Rows from a dataset:

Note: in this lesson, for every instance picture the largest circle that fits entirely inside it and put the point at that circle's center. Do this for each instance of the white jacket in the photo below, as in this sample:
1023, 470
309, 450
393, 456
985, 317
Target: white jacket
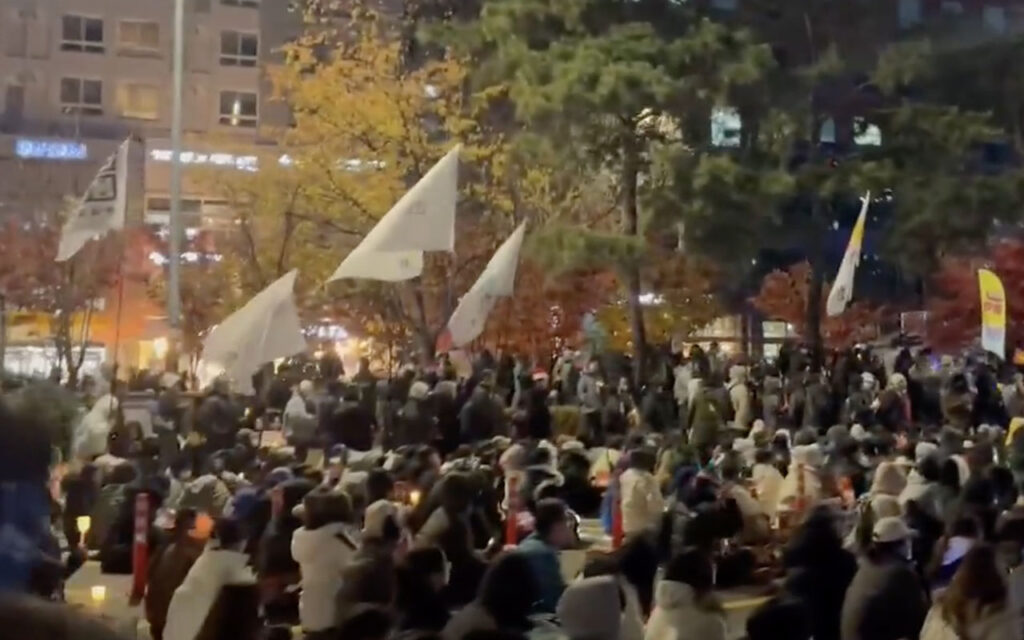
192, 601
678, 616
323, 554
642, 501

→ EXERCISE BRIEF:
Pictures don't belong in the copy. Restate all the entries exactly.

→ FINISHED ANSWER:
Note: in this lesson, for every instance picture the largest circle that fits entirely inside it and put the point at that circle's center. Do this for each instance of the white jacket in the photo below, as in this sample:
1023, 470
309, 450
393, 456
985, 317
Target: white jacket
192, 601
678, 616
323, 554
642, 501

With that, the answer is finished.